# Start of Data entries
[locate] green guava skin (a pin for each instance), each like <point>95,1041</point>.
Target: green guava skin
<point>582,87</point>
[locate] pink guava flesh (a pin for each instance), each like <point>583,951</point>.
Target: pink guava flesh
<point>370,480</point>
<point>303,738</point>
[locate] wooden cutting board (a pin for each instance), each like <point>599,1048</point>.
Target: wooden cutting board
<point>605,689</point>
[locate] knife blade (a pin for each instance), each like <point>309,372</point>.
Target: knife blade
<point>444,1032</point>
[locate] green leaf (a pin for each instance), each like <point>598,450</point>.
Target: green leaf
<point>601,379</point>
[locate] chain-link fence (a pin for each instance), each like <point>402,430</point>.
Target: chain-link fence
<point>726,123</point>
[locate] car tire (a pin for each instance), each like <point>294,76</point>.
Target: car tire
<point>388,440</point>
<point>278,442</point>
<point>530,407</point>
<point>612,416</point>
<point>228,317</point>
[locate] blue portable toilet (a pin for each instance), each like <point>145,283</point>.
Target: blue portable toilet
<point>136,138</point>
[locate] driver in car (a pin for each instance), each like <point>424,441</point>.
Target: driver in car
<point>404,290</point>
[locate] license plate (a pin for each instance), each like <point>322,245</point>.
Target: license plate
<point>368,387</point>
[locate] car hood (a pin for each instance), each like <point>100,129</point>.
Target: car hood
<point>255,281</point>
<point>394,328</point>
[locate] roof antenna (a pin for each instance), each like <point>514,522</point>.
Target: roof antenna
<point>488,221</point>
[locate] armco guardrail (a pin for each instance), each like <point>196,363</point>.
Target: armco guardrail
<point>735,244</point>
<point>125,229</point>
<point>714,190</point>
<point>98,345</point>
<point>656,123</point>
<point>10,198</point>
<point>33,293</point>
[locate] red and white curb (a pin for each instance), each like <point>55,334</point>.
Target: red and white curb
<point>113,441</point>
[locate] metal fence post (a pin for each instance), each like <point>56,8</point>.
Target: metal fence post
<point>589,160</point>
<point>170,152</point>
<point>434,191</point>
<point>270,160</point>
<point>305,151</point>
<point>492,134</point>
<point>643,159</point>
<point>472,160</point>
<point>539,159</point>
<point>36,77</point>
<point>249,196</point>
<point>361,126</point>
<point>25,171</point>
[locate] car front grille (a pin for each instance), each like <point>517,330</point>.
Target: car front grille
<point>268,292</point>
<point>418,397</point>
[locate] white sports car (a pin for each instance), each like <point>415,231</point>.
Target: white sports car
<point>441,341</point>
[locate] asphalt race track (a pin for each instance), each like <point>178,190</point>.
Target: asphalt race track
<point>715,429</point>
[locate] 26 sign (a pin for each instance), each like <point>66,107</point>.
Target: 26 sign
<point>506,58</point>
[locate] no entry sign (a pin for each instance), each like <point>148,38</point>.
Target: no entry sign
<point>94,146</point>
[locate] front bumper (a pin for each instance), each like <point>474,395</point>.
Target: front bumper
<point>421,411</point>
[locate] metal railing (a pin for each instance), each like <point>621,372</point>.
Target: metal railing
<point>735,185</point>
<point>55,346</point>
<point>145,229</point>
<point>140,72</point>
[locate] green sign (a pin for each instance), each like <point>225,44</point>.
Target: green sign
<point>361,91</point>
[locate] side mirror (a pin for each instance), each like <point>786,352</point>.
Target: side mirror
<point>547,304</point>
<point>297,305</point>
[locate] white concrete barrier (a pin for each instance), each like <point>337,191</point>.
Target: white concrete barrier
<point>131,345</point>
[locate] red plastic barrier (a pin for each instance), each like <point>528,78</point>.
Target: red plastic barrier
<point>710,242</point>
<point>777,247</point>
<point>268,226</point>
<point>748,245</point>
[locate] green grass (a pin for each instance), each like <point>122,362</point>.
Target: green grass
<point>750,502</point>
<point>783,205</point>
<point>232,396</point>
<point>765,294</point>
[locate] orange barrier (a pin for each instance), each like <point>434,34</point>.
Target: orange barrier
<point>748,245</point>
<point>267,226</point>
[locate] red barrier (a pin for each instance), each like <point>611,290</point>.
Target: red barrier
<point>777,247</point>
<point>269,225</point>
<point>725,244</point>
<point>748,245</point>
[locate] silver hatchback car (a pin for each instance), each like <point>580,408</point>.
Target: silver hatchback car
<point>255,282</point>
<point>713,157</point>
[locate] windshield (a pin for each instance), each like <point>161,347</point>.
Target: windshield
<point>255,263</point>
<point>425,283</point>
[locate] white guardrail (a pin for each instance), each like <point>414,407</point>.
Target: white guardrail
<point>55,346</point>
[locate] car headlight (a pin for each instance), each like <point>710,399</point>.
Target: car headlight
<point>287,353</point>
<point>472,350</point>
# End of Data entries
Each entry above is to be quoted exactly.

Reply to the task
[locate] green guava skin (a pin for each instance), each like <point>95,1041</point>.
Target: green guava skin
<point>582,87</point>
[locate] pink guava flesh (a pin for each instance), each like <point>583,951</point>.
Target: pink guava flesh
<point>370,480</point>
<point>303,738</point>
[locate] wooden cutting board (a pin for each instance), each like <point>599,1048</point>.
Target: wooden cutting board
<point>605,689</point>
[locate] knife blade (a pin for each instance), each like <point>309,372</point>.
Target: knife blade
<point>444,1032</point>
[locate] green leaf (a pin for each instance), each like <point>598,450</point>.
Target: green leaf
<point>601,379</point>
[locate] chain-link fence (a pin for each instance), each like <point>402,430</point>.
Target: chain-link fence
<point>726,123</point>
[locate] car tire (a pin for each instance), each like <point>294,76</point>.
Target: car tire
<point>388,440</point>
<point>278,442</point>
<point>530,407</point>
<point>612,416</point>
<point>228,317</point>
[locate] blue portable toilet (a pin for each instance), each like <point>145,283</point>.
Target: blue portable toilet
<point>136,138</point>
[locate] driver in car (a pin for each instance), each like <point>424,441</point>.
Target: driver in car
<point>404,290</point>
[locate] license plate (a pin for each instance), each like <point>322,245</point>.
Target: license plate
<point>368,387</point>
[locate] car hood (a pin for each instance), each like <point>100,129</point>.
Target: car hood
<point>255,281</point>
<point>394,328</point>
[locate] roof antenna (a pin for each instance), each like <point>514,522</point>.
Target: roof antenna
<point>488,221</point>
[locate] armco guardrail (a pin for each instance), each like <point>196,363</point>.
Target: armco guardrail
<point>735,244</point>
<point>125,229</point>
<point>714,190</point>
<point>98,345</point>
<point>656,123</point>
<point>10,198</point>
<point>33,293</point>
[locate] red and white curb (a pin for each instance), each like <point>55,334</point>.
Target: red and white curb
<point>113,441</point>
[locate] metal fence post (a pin for each instance), each like <point>56,8</point>.
Target: metal fence post
<point>589,160</point>
<point>170,152</point>
<point>434,191</point>
<point>270,160</point>
<point>305,151</point>
<point>492,134</point>
<point>643,159</point>
<point>472,160</point>
<point>539,159</point>
<point>36,77</point>
<point>249,196</point>
<point>361,126</point>
<point>25,171</point>
[locate] car front grille (a pin for each instance), each like <point>517,330</point>.
Target: car front grille
<point>268,292</point>
<point>418,397</point>
[locate] white sports car (a pin for each instance), each like <point>415,231</point>.
Target: white sports car
<point>441,341</point>
[locate] asphalt race track (a pin for each instance), each like <point>178,190</point>.
Target: asphalt race track
<point>715,429</point>
[locate] 26 sign (a pin for each instance), each like <point>66,107</point>.
Target: 26 sign
<point>506,58</point>
[locate] no entry sign (a pin for each instance), each like <point>148,38</point>.
Target: no entry sign
<point>94,146</point>
[locate] front bumper (a pin for each instance), each like <point>474,395</point>.
Target: front bumper
<point>421,411</point>
[locate] metal railing (a pin for each instance), each like <point>621,372</point>.
Target: metal railing
<point>735,185</point>
<point>55,346</point>
<point>145,229</point>
<point>140,72</point>
[locate] green sign (a pin for each instance), each like <point>225,44</point>.
Target: green sign
<point>361,91</point>
[locate] side mirror (a pin for each instance), each like <point>786,352</point>.
Target: side mirror
<point>547,304</point>
<point>297,305</point>
[locate] white concrete barrier (a pin for each instance), each like <point>337,191</point>.
Target: white concrete barrier
<point>131,345</point>
[locate] red plastic barrier (a pin for each instance), each like <point>528,78</point>.
Target: red plastic barrier
<point>710,242</point>
<point>777,247</point>
<point>268,226</point>
<point>748,245</point>
[locate] green grass (a pin for each instance), each like <point>122,362</point>.
Target: green grass
<point>750,502</point>
<point>783,205</point>
<point>232,396</point>
<point>765,294</point>
[locate] orange barrier (a pin for each instance), each like <point>434,34</point>.
Target: orange barrier
<point>748,245</point>
<point>267,226</point>
[locate] red barrier (a pin for each instance), each like <point>611,290</point>.
Target: red barrier
<point>777,247</point>
<point>269,225</point>
<point>725,244</point>
<point>748,245</point>
[locate] silver hatchback car (a pin for each instance), each like <point>580,408</point>.
Target: silver hatchback car
<point>255,282</point>
<point>713,157</point>
[locate] windshield (a pin for each instance), each like <point>161,347</point>.
Target: windshield
<point>255,263</point>
<point>425,283</point>
[locate] white guardrail (a pin for each instance), each like <point>414,407</point>.
Target: white guardrail
<point>55,346</point>
[locate] car headlight (a pin for each instance), each like <point>710,399</point>.
Target: car headlight
<point>287,353</point>
<point>472,350</point>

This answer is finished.